=== Written instruction ===
Collect every line in the rows below that contains the word "light", and copy each one. Case counts, so a line matches only if the word has the same capitalization.

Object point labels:
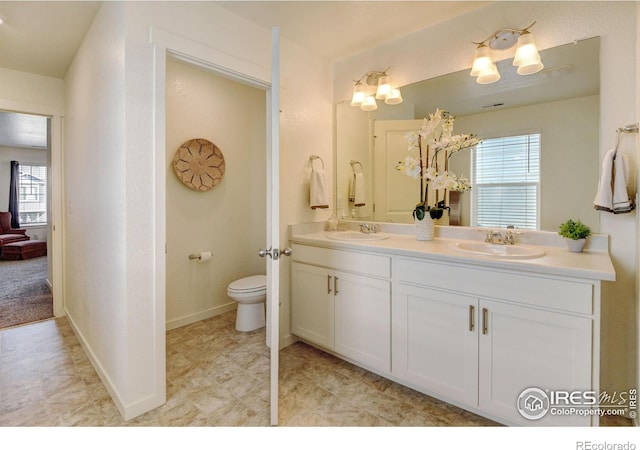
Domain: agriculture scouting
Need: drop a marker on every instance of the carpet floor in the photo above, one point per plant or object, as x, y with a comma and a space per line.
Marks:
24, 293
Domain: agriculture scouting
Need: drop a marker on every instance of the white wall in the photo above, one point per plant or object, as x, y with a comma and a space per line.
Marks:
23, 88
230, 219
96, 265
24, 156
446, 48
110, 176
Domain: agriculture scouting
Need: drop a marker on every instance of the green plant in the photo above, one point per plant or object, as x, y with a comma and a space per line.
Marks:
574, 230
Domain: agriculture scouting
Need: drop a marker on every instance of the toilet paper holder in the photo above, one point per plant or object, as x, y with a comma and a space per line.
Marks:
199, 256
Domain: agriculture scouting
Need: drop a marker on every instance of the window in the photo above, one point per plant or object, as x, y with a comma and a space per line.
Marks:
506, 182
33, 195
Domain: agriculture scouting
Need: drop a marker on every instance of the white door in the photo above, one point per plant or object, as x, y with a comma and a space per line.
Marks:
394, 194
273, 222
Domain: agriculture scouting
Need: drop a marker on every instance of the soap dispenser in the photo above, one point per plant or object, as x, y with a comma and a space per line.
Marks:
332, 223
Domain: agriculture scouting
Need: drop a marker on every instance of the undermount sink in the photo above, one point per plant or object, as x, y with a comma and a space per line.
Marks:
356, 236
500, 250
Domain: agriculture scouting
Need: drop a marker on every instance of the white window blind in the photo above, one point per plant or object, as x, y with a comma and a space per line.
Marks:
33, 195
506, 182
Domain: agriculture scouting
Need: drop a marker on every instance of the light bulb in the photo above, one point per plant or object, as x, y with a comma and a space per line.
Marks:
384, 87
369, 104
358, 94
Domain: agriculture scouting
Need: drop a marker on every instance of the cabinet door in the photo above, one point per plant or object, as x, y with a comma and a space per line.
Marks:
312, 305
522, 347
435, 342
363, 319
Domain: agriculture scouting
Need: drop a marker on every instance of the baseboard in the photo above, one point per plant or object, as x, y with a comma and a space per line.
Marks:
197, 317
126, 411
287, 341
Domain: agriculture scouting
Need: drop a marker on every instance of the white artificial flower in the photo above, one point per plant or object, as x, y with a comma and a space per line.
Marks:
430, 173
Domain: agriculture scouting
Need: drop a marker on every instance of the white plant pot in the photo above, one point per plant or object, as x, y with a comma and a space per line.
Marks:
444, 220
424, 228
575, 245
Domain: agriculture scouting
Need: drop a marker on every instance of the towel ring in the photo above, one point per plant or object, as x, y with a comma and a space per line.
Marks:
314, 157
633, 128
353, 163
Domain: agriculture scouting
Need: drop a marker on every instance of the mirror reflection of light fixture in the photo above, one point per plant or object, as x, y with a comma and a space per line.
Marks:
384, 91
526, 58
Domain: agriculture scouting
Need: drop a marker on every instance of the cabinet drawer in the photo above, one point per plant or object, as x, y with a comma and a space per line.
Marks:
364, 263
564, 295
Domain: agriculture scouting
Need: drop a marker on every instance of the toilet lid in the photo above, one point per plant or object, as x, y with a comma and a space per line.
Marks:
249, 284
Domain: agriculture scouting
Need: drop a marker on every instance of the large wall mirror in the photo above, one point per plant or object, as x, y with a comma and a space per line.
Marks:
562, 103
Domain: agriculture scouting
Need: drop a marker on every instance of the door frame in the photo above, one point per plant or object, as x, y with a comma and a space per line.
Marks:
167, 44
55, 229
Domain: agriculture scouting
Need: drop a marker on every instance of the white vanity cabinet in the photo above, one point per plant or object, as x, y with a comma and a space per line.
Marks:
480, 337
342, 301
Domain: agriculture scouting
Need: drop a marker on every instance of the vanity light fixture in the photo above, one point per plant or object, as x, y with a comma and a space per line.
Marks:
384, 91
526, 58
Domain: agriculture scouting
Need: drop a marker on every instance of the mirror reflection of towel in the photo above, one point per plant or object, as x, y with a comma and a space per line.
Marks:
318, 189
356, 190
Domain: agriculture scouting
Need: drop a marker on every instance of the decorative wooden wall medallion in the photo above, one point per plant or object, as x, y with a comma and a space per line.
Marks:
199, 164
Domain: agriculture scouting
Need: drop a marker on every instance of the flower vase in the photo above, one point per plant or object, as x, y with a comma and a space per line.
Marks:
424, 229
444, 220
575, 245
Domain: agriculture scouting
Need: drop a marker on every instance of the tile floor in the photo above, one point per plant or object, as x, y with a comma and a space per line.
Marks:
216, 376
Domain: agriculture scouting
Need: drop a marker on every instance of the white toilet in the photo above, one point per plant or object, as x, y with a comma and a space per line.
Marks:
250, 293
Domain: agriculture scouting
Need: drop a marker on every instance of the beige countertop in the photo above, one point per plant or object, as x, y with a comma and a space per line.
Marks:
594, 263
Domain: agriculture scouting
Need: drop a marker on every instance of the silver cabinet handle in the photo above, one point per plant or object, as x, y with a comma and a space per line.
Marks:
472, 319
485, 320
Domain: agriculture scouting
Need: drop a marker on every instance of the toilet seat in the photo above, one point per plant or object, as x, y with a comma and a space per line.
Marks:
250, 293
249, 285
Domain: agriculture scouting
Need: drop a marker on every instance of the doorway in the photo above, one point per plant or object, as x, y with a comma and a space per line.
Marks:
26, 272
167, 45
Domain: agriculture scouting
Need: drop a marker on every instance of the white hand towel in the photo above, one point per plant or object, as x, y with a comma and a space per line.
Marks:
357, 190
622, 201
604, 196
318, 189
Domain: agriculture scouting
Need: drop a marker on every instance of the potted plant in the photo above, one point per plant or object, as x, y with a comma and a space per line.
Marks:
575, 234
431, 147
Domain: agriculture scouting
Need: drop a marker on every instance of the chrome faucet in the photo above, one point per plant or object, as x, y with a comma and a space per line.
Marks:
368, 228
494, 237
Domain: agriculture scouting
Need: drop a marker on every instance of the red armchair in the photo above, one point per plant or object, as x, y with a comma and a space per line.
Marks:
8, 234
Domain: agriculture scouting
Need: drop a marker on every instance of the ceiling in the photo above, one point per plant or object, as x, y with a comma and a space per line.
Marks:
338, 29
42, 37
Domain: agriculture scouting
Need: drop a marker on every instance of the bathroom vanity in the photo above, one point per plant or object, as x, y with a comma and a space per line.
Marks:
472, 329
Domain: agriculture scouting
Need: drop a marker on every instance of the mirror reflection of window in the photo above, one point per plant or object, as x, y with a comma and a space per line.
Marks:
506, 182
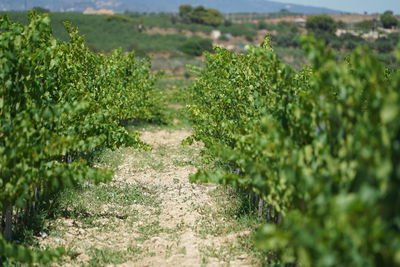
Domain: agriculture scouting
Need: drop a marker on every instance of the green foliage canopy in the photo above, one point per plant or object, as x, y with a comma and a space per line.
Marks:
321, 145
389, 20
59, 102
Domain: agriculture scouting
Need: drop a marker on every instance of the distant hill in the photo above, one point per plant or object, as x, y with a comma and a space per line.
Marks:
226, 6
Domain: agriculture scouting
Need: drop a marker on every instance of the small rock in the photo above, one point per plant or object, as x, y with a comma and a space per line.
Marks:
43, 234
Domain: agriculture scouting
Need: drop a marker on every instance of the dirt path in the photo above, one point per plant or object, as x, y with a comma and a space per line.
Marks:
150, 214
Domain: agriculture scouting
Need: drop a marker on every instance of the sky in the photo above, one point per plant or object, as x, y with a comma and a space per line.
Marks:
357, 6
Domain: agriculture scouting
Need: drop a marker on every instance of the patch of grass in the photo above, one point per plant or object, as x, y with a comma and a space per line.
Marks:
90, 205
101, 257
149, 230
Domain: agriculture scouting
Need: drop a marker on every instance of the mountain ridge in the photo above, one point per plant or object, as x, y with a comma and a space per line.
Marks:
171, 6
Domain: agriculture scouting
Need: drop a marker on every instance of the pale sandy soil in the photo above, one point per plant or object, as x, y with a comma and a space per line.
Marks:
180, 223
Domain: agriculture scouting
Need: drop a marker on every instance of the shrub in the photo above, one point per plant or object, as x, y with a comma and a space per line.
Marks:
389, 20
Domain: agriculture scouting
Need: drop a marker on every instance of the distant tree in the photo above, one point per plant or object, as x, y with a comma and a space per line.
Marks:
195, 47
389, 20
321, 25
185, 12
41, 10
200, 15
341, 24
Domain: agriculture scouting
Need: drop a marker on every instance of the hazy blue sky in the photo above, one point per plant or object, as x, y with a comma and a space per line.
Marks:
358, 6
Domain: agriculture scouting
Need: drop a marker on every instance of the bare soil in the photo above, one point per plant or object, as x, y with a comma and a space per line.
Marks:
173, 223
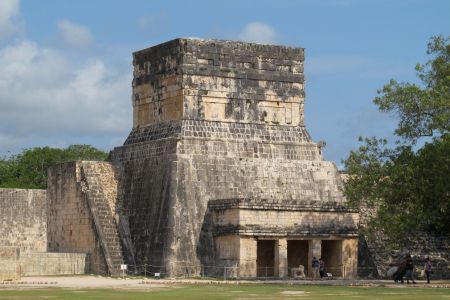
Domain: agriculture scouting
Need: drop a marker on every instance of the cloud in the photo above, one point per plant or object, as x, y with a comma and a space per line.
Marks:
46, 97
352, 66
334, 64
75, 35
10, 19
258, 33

=== Result of this exercise ===
Need: drop a marker on every instance of the light bulb in the photo above, one point per plant or object, as x, y with a comma and a space per line.
Need: drop a marker on every instance of the mirror reflection of light fixture in the photo above, one point per plant or object, as x, y with a comma and a space per line.
Need: drop a marker on every instance of the vanity light fixture in the photo above, one point per plant or object, as x, y with a comma and a space per line.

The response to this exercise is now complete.